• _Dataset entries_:
((
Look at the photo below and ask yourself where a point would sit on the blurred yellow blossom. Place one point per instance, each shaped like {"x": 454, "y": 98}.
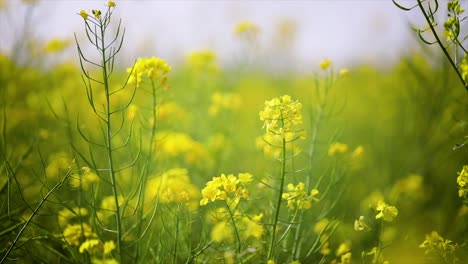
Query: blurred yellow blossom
{"x": 74, "y": 233}
{"x": 88, "y": 245}
{"x": 84, "y": 180}
{"x": 343, "y": 248}
{"x": 153, "y": 68}
{"x": 360, "y": 224}
{"x": 84, "y": 14}
{"x": 344, "y": 72}
{"x": 246, "y": 28}
{"x": 219, "y": 188}
{"x": 222, "y": 231}
{"x": 325, "y": 64}
{"x": 56, "y": 45}
{"x": 462, "y": 181}
{"x": 436, "y": 244}
{"x": 346, "y": 258}
{"x": 337, "y": 148}
{"x": 386, "y": 212}
{"x": 96, "y": 13}
{"x": 321, "y": 225}
{"x": 228, "y": 101}
{"x": 67, "y": 216}
{"x": 203, "y": 61}
{"x": 281, "y": 115}
{"x": 298, "y": 198}
{"x": 173, "y": 186}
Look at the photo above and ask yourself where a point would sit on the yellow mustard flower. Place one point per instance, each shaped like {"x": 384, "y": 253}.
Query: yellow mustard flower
{"x": 360, "y": 224}
{"x": 88, "y": 245}
{"x": 96, "y": 13}
{"x": 337, "y": 148}
{"x": 386, "y": 212}
{"x": 203, "y": 61}
{"x": 281, "y": 115}
{"x": 325, "y": 64}
{"x": 222, "y": 187}
{"x": 153, "y": 68}
{"x": 298, "y": 198}
{"x": 84, "y": 14}
{"x": 462, "y": 181}
{"x": 108, "y": 247}
{"x": 222, "y": 232}
{"x": 56, "y": 45}
{"x": 246, "y": 28}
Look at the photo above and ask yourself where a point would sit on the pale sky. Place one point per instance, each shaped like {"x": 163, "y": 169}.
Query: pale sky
{"x": 345, "y": 31}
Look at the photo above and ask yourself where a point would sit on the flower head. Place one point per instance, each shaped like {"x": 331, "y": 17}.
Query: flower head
{"x": 325, "y": 64}
{"x": 84, "y": 14}
{"x": 386, "y": 212}
{"x": 281, "y": 115}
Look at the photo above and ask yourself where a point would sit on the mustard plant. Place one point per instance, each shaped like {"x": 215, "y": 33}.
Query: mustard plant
{"x": 97, "y": 32}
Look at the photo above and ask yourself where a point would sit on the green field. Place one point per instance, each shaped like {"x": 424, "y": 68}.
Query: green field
{"x": 200, "y": 163}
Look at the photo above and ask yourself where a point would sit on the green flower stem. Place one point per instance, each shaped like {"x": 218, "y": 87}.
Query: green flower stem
{"x": 271, "y": 250}
{"x": 109, "y": 142}
{"x": 379, "y": 243}
{"x": 141, "y": 198}
{"x": 174, "y": 259}
{"x": 318, "y": 120}
{"x": 236, "y": 231}
{"x": 439, "y": 42}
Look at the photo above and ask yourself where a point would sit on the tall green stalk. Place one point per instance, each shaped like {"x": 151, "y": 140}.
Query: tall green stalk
{"x": 271, "y": 249}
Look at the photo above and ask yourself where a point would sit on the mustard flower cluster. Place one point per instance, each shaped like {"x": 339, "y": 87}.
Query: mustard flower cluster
{"x": 96, "y": 13}
{"x": 298, "y": 198}
{"x": 153, "y": 68}
{"x": 203, "y": 61}
{"x": 452, "y": 24}
{"x": 228, "y": 101}
{"x": 360, "y": 224}
{"x": 281, "y": 115}
{"x": 462, "y": 181}
{"x": 386, "y": 212}
{"x": 436, "y": 244}
{"x": 219, "y": 188}
{"x": 270, "y": 144}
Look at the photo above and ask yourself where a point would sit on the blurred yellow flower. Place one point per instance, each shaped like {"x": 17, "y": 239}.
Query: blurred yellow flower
{"x": 84, "y": 14}
{"x": 325, "y": 64}
{"x": 246, "y": 27}
{"x": 203, "y": 61}
{"x": 462, "y": 181}
{"x": 337, "y": 148}
{"x": 281, "y": 115}
{"x": 96, "y": 13}
{"x": 56, "y": 45}
{"x": 386, "y": 212}
{"x": 88, "y": 245}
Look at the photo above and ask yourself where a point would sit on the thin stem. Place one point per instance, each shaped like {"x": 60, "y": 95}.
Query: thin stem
{"x": 439, "y": 42}
{"x": 109, "y": 146}
{"x": 174, "y": 259}
{"x": 236, "y": 231}
{"x": 278, "y": 203}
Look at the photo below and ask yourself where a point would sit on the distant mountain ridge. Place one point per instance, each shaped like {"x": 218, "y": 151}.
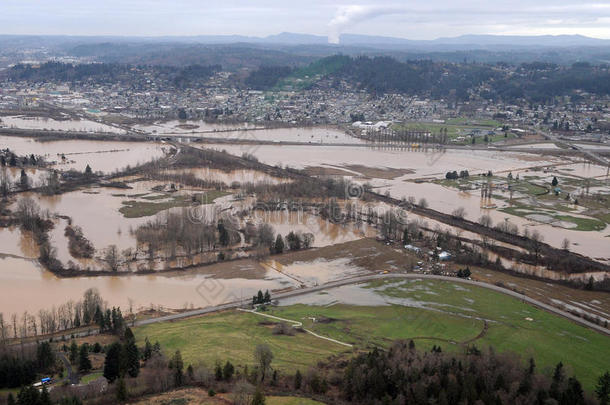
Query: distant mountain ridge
{"x": 462, "y": 42}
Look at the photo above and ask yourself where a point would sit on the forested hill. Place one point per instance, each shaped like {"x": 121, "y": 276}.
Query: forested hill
{"x": 535, "y": 82}
{"x": 538, "y": 82}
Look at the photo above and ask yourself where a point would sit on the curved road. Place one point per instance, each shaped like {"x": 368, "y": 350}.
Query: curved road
))
• _AIM OF THE TASK_:
Skip every picture and transcribe the data above exactly.

• _OUTPUT BELOW_:
Look at the photo below and ask yourself where a point would sit on the blurred yellow blossom. Place one point per instance, each shaped like {"x": 454, "y": 98}.
Query: blurred yellow blossom
{"x": 74, "y": 233}
{"x": 88, "y": 245}
{"x": 84, "y": 180}
{"x": 343, "y": 248}
{"x": 153, "y": 68}
{"x": 360, "y": 224}
{"x": 84, "y": 14}
{"x": 344, "y": 72}
{"x": 246, "y": 28}
{"x": 219, "y": 188}
{"x": 222, "y": 231}
{"x": 325, "y": 64}
{"x": 56, "y": 45}
{"x": 462, "y": 181}
{"x": 436, "y": 244}
{"x": 346, "y": 258}
{"x": 337, "y": 148}
{"x": 386, "y": 212}
{"x": 96, "y": 13}
{"x": 321, "y": 225}
{"x": 228, "y": 101}
{"x": 67, "y": 216}
{"x": 203, "y": 61}
{"x": 281, "y": 115}
{"x": 298, "y": 198}
{"x": 173, "y": 186}
Look at the photo above and ask yourself where a point would sit on the yellow mustard flower. Place one point per instance, each shaped like {"x": 384, "y": 253}.
Query: yellow mustard flower
{"x": 360, "y": 224}
{"x": 88, "y": 245}
{"x": 96, "y": 13}
{"x": 337, "y": 148}
{"x": 386, "y": 212}
{"x": 203, "y": 61}
{"x": 281, "y": 115}
{"x": 325, "y": 64}
{"x": 222, "y": 187}
{"x": 153, "y": 68}
{"x": 298, "y": 198}
{"x": 84, "y": 14}
{"x": 462, "y": 181}
{"x": 108, "y": 247}
{"x": 222, "y": 232}
{"x": 56, "y": 45}
{"x": 246, "y": 28}
Look at the photo above and ask yourself where a point would sit on the pale sky. Place one point per instance, each shaped like {"x": 163, "y": 169}.
Query: pale sky
{"x": 345, "y": 31}
Look at the photo above and ask yourself where a point would sit on the flower head. Place one point per instance, each shaped like {"x": 331, "y": 17}.
Query: flower head
{"x": 325, "y": 64}
{"x": 84, "y": 14}
{"x": 386, "y": 212}
{"x": 281, "y": 115}
Look at the photo above and ask yourself where a point would sit on the mustard plant. Place one point per instance, each shaped like {"x": 215, "y": 33}.
Query: mustard plant
{"x": 97, "y": 32}
Look at the photo above and ask yourself where a point would sit on the green field. Place one point per instance, each shaped like {"x": 424, "y": 68}.
Query: green field
{"x": 200, "y": 163}
Look at the photo above and ask yourself where a point would sit on the green flower stem. Place one point per instance, each shaped like {"x": 218, "y": 87}.
Query: green flower stem
{"x": 271, "y": 250}
{"x": 109, "y": 142}
{"x": 379, "y": 243}
{"x": 141, "y": 198}
{"x": 174, "y": 259}
{"x": 318, "y": 120}
{"x": 236, "y": 231}
{"x": 439, "y": 42}
Look at the photo above and ask yourself where a point would sit on the tall green stalk. Place one point per instance, each shaped like {"x": 151, "y": 140}.
Query: tall green stalk
{"x": 271, "y": 249}
Look at the photo above and ask yourself where a point would sit on the mustard flower cluster. Place one point per instance, each shaped like {"x": 339, "y": 87}.
Query: mustard flower cluster
{"x": 96, "y": 13}
{"x": 298, "y": 198}
{"x": 153, "y": 68}
{"x": 203, "y": 61}
{"x": 452, "y": 24}
{"x": 228, "y": 101}
{"x": 360, "y": 224}
{"x": 281, "y": 115}
{"x": 462, "y": 181}
{"x": 386, "y": 212}
{"x": 436, "y": 244}
{"x": 219, "y": 188}
{"x": 270, "y": 144}
Look at the photo above and ask yourself where a point would sit on the blurred yellow flower. Place one point per instance, each shaped like {"x": 17, "y": 239}.
Query: blurred yellow flower
{"x": 84, "y": 14}
{"x": 325, "y": 64}
{"x": 246, "y": 27}
{"x": 203, "y": 61}
{"x": 462, "y": 181}
{"x": 337, "y": 148}
{"x": 281, "y": 115}
{"x": 96, "y": 13}
{"x": 56, "y": 45}
{"x": 386, "y": 212}
{"x": 88, "y": 245}
Look at the photo above and ask yourself where a point would sit on the thin stem. Place one point per instance, each shaped like {"x": 60, "y": 95}.
Query: thin stem
{"x": 439, "y": 42}
{"x": 109, "y": 146}
{"x": 174, "y": 259}
{"x": 236, "y": 231}
{"x": 278, "y": 203}
Look at the photo below and ask yourself where a point would sit on the distant mountain ridge. Place one point per instance, each shaped like {"x": 218, "y": 151}.
Query: distant mountain ridge
{"x": 462, "y": 42}
Look at the photo above and ask yourself where a point would sit on the forested hill. Place one point per instance, each shaped like {"x": 121, "y": 276}.
Query: forested hill
{"x": 535, "y": 82}
{"x": 538, "y": 82}
Look at the photo above and ask yourself where a point would sit on the curved road. Place one point per instance, each shaped like {"x": 368, "y": 350}.
Query: curved road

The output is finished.